▶ **WRITTEN TASK A**:
Extract the blog post about night drives to a grandmother's place and reproduce the whole of it word for word.

▶ **SOURCE EXCERPT**:
Thursday, December 14, 2006

lights out

I remember times when I was a little kid, sitting in the back seat of our old Camry as we drove up to my grandma's place late at night. It used to always be pitch black outside, and I could wave my hands in front of my eyes and not be able to see them. Sometimes my mum would be playing old Bee Gees songs on a cassette. The tinny sounds seemed out of this place and timeless. If it wasn't cloudy, I could look up at the sky and see stars that weren't tainted by the city lights. Millions and millions of them, pulling my little kid's mind into wrong directions. It was all real and in front of me. I'd panic, and feel a fear so deep that it shook everything up and made the world seem jilted and wrong. I could feel what it meant to die; deep, dark and empty, forever and ever. There was something huge and bizarre that we were all blind to because we were all just a part of it.

▶ **WRITTEN TASK B**:
Find each line in the entries below that contains the string "grass", and copy every such line.

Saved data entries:
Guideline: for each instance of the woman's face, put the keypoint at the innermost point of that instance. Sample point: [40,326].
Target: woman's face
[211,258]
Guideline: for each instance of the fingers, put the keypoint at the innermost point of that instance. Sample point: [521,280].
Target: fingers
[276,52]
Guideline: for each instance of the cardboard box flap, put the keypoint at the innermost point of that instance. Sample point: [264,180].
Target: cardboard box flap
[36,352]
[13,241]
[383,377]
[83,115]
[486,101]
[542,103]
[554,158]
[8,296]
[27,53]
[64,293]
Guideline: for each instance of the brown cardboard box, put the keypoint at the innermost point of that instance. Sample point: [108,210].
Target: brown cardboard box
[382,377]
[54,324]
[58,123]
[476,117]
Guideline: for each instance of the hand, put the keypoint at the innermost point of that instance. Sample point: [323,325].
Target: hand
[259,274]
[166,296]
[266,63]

---

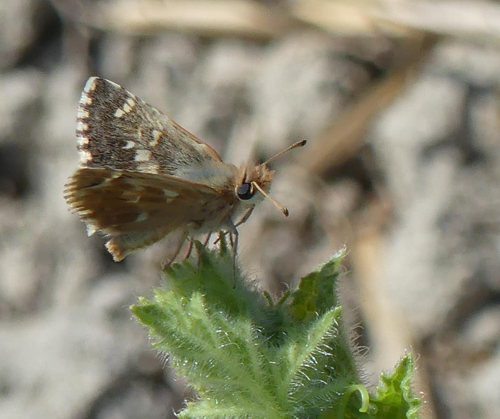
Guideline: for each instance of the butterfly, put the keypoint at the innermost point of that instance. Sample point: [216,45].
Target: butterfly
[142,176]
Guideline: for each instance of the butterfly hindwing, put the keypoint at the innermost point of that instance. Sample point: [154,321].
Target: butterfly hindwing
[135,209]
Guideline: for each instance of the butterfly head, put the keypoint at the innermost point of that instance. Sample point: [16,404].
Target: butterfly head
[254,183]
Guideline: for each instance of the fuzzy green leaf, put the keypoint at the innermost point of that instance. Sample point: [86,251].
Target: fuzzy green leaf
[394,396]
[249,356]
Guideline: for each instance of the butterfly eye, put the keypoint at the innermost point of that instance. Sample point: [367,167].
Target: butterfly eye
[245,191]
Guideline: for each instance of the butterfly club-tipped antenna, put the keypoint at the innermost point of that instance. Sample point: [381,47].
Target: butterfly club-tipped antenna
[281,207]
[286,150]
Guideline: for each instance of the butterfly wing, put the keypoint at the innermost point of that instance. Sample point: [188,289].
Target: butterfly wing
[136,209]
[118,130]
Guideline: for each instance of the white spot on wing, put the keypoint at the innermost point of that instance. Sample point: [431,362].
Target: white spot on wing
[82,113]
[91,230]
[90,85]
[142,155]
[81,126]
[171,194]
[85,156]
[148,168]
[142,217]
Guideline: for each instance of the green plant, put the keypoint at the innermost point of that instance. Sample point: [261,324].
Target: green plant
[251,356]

* * *

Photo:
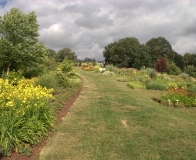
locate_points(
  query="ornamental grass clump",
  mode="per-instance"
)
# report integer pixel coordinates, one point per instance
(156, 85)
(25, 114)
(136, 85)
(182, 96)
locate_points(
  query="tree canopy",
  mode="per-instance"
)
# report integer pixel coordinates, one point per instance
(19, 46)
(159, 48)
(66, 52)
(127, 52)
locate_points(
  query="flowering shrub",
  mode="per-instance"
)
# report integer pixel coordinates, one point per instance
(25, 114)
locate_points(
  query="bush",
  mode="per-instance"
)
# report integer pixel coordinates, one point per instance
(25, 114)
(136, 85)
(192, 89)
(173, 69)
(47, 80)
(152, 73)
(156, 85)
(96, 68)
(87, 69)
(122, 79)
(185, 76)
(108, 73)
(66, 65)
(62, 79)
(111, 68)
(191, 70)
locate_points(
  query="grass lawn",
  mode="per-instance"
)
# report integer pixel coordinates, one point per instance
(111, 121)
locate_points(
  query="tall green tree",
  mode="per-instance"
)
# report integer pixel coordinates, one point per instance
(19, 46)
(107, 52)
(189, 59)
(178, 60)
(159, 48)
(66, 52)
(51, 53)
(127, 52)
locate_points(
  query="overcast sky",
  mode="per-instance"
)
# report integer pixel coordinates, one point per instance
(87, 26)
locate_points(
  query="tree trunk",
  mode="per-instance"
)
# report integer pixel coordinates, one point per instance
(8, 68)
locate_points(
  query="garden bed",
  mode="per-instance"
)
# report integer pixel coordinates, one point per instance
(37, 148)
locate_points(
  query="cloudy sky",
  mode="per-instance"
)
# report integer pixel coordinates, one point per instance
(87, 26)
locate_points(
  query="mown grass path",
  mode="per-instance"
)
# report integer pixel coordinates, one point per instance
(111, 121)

▶ **TASK SOLUTION A**:
Thursday, December 14, 2006

lights out

I remember times when I was a little kid, sitting in the back seat of our old Camry as we drove up to my grandma's place late at night. It used to always be pitch black outside, and I could wave my hands in front of my eyes and not be able to see them. Sometimes my mum would be playing old Bee Gees songs on a cassette. The tinny sounds seemed out of this place and timeless. If it wasn't cloudy, I could look up at the sky and see stars that weren't tainted by the city lights. Millions and millions of them, pulling my little kid's mind into wrong directions. It was all real and in front of me. I'd panic, and feel a fear so deep that it shook everything up and made the world seem jilted and wrong. I could feel what it meant to die; deep, dark and empty, forever and ever. There was something huge and bizarre that we were all blind to because we were all just a part of it.

▶ **TASK SOLUTION B**:
  query="ornamental grass clump",
  query="grass lawn",
  query="mown grass path",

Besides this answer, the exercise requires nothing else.